_AIM OF THE EXERCISE_
Each entry is to be output as written, so that none is missing.

▼

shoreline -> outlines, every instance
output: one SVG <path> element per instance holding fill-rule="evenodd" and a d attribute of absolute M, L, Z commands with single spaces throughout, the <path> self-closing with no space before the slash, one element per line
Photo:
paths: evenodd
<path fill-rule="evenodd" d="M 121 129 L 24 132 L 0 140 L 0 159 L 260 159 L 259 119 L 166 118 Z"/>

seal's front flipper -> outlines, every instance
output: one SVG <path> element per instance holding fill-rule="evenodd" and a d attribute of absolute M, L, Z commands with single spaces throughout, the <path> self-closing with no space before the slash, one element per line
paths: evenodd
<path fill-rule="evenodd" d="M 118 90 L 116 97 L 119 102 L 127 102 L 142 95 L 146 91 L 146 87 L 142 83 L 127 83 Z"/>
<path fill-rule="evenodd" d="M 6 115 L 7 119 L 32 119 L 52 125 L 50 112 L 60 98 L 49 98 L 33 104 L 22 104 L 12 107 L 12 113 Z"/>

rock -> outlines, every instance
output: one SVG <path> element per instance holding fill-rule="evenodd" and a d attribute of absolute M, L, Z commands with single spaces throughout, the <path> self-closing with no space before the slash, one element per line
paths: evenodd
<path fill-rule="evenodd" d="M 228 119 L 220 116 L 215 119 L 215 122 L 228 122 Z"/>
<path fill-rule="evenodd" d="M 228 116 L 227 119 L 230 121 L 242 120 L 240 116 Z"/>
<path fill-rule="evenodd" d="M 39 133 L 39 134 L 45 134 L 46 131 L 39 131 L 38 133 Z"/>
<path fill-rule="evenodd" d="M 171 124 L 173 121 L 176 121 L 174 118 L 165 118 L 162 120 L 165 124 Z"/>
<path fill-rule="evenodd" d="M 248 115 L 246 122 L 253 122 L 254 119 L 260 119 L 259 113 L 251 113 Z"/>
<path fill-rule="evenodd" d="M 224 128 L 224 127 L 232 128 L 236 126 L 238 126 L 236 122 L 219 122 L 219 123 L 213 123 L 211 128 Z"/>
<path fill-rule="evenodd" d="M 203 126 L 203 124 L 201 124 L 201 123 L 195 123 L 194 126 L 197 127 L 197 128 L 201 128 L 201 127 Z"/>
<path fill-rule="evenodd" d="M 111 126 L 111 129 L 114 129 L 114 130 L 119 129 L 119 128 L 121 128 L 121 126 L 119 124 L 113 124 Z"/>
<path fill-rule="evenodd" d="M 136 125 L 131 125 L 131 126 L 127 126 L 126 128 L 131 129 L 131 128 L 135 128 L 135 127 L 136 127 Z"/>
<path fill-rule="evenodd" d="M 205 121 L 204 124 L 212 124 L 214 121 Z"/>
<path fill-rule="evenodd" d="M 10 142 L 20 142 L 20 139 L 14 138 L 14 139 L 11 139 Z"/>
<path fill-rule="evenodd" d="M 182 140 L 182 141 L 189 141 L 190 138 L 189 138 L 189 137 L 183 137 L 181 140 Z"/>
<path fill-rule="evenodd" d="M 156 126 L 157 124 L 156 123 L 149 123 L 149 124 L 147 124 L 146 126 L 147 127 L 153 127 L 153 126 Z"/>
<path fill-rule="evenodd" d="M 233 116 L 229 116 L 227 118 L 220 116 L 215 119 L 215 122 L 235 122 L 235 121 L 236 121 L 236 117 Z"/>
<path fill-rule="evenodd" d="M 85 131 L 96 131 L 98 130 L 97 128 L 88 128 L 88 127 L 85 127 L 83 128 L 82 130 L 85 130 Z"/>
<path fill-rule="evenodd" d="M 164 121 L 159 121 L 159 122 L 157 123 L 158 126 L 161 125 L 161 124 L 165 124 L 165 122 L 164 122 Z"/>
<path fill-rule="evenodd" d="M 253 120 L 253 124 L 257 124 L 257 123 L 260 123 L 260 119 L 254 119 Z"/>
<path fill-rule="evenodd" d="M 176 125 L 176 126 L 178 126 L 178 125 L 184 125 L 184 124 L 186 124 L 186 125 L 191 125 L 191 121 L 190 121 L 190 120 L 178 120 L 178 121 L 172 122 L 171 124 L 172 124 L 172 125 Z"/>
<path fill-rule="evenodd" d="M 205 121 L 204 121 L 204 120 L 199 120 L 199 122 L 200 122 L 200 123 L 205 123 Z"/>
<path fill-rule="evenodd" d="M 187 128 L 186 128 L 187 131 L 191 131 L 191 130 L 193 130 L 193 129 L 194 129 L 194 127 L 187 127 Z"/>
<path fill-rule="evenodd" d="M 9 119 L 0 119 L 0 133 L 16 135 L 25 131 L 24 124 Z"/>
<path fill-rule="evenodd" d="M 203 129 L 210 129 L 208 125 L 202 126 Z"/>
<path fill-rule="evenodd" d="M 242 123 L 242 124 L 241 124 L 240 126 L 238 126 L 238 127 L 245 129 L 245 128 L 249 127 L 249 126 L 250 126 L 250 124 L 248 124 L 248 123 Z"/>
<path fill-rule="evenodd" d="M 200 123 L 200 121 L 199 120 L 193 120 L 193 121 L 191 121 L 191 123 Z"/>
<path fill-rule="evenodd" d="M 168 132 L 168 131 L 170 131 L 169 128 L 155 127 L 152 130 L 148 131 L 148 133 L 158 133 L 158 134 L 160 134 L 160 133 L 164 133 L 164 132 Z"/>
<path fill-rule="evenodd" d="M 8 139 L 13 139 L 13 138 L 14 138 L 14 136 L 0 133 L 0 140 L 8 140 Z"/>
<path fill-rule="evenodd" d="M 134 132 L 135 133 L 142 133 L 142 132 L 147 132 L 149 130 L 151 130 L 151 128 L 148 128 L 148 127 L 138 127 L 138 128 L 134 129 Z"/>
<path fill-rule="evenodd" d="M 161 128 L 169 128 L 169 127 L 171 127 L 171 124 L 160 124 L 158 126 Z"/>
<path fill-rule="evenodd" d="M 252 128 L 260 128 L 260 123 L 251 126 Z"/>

▲

_EXERCISE ANSWER_
shoreline -> outlines, every instance
output: one SVG <path> element per instance holding fill-rule="evenodd" and a d attribute of absolute M, L, Z commands with single spaces throughout, the <path> self-closing with no space before the slash, one element per line
Photo:
paths: evenodd
<path fill-rule="evenodd" d="M 121 129 L 24 132 L 0 140 L 0 159 L 260 159 L 259 119 L 166 118 Z"/>

seal's front flipper -> outlines, every instance
output: one SVG <path> element per instance holding fill-rule="evenodd" and a d attribute of absolute M, L, Z commands with single spaces throughout, the <path> self-closing with no space before the slash, one element per line
paths: evenodd
<path fill-rule="evenodd" d="M 118 90 L 116 97 L 119 102 L 127 102 L 142 95 L 146 91 L 146 87 L 142 83 L 127 83 Z"/>
<path fill-rule="evenodd" d="M 6 115 L 7 119 L 32 119 L 52 125 L 50 112 L 60 98 L 49 98 L 33 104 L 22 104 L 12 107 L 12 113 Z"/>

rock -> outlines, every instance
output: one SVG <path> element per instance holding fill-rule="evenodd" and a d attribute of absolute M, L, Z commands with single spaces throughout, the <path> self-closing with no space before the slash, one element per line
paths: evenodd
<path fill-rule="evenodd" d="M 228 119 L 220 116 L 215 119 L 215 122 L 228 122 Z"/>
<path fill-rule="evenodd" d="M 228 116 L 227 119 L 230 121 L 242 120 L 240 116 Z"/>
<path fill-rule="evenodd" d="M 39 133 L 39 134 L 45 134 L 46 131 L 39 131 L 38 133 Z"/>
<path fill-rule="evenodd" d="M 171 124 L 173 121 L 176 121 L 174 118 L 165 118 L 162 120 L 165 124 Z"/>
<path fill-rule="evenodd" d="M 248 115 L 246 122 L 253 122 L 254 119 L 260 119 L 259 113 L 251 113 Z"/>
<path fill-rule="evenodd" d="M 224 128 L 224 127 L 232 128 L 236 126 L 238 126 L 236 122 L 219 122 L 219 123 L 213 123 L 211 128 Z"/>
<path fill-rule="evenodd" d="M 203 126 L 203 124 L 201 124 L 201 123 L 195 123 L 194 126 L 197 127 L 197 128 L 201 128 L 201 127 Z"/>
<path fill-rule="evenodd" d="M 111 126 L 111 129 L 114 129 L 114 130 L 119 129 L 119 128 L 121 128 L 121 126 L 119 124 L 113 124 Z"/>
<path fill-rule="evenodd" d="M 136 125 L 131 125 L 131 126 L 127 126 L 126 128 L 131 129 L 131 128 L 135 128 L 135 127 L 136 127 Z"/>
<path fill-rule="evenodd" d="M 205 121 L 204 124 L 212 124 L 214 121 Z"/>
<path fill-rule="evenodd" d="M 10 142 L 20 142 L 20 139 L 14 138 L 14 139 L 11 139 Z"/>
<path fill-rule="evenodd" d="M 182 140 L 182 141 L 189 141 L 190 138 L 189 138 L 189 137 L 183 137 L 181 140 Z"/>
<path fill-rule="evenodd" d="M 156 126 L 157 124 L 156 123 L 149 123 L 149 124 L 147 124 L 146 126 L 147 127 L 153 127 L 153 126 Z"/>
<path fill-rule="evenodd" d="M 233 116 L 229 116 L 227 118 L 220 116 L 215 119 L 215 122 L 235 122 L 235 121 L 236 121 L 236 117 Z"/>
<path fill-rule="evenodd" d="M 85 131 L 96 131 L 98 130 L 97 128 L 88 128 L 88 127 L 85 127 L 83 128 L 82 130 L 85 130 Z"/>
<path fill-rule="evenodd" d="M 164 121 L 159 121 L 159 122 L 157 123 L 158 126 L 161 125 L 161 124 L 165 124 L 165 122 L 164 122 Z"/>
<path fill-rule="evenodd" d="M 253 120 L 253 124 L 257 124 L 257 123 L 260 123 L 260 119 L 254 119 Z"/>
<path fill-rule="evenodd" d="M 176 125 L 176 126 L 178 126 L 178 125 L 184 125 L 184 124 L 186 124 L 186 125 L 191 125 L 191 121 L 190 121 L 190 120 L 178 120 L 178 121 L 172 122 L 171 124 L 172 124 L 172 125 Z"/>
<path fill-rule="evenodd" d="M 205 121 L 204 121 L 204 120 L 199 120 L 199 122 L 200 122 L 200 123 L 205 123 Z"/>
<path fill-rule="evenodd" d="M 187 128 L 186 128 L 187 131 L 191 131 L 191 130 L 193 130 L 193 129 L 194 129 L 194 127 L 187 127 Z"/>
<path fill-rule="evenodd" d="M 9 119 L 0 119 L 0 133 L 16 135 L 25 131 L 24 124 Z"/>
<path fill-rule="evenodd" d="M 203 129 L 210 129 L 208 125 L 202 126 Z"/>
<path fill-rule="evenodd" d="M 242 123 L 242 124 L 241 124 L 240 126 L 238 126 L 238 127 L 245 129 L 245 128 L 249 127 L 249 126 L 250 126 L 250 124 L 248 124 L 248 123 Z"/>
<path fill-rule="evenodd" d="M 200 123 L 200 121 L 199 120 L 193 120 L 193 121 L 191 121 L 191 123 Z"/>
<path fill-rule="evenodd" d="M 168 132 L 168 131 L 170 131 L 169 128 L 155 127 L 152 130 L 148 131 L 148 133 L 158 133 L 158 134 L 160 134 L 160 133 L 164 133 L 164 132 Z"/>
<path fill-rule="evenodd" d="M 8 139 L 13 139 L 13 138 L 14 138 L 14 136 L 0 133 L 0 140 L 8 140 Z"/>
<path fill-rule="evenodd" d="M 134 132 L 135 133 L 142 133 L 142 132 L 147 132 L 149 130 L 151 130 L 151 128 L 148 128 L 148 127 L 138 127 L 138 128 L 134 129 Z"/>
<path fill-rule="evenodd" d="M 161 128 L 169 128 L 169 127 L 171 127 L 171 124 L 160 124 L 158 126 Z"/>
<path fill-rule="evenodd" d="M 252 128 L 260 128 L 260 123 L 251 126 Z"/>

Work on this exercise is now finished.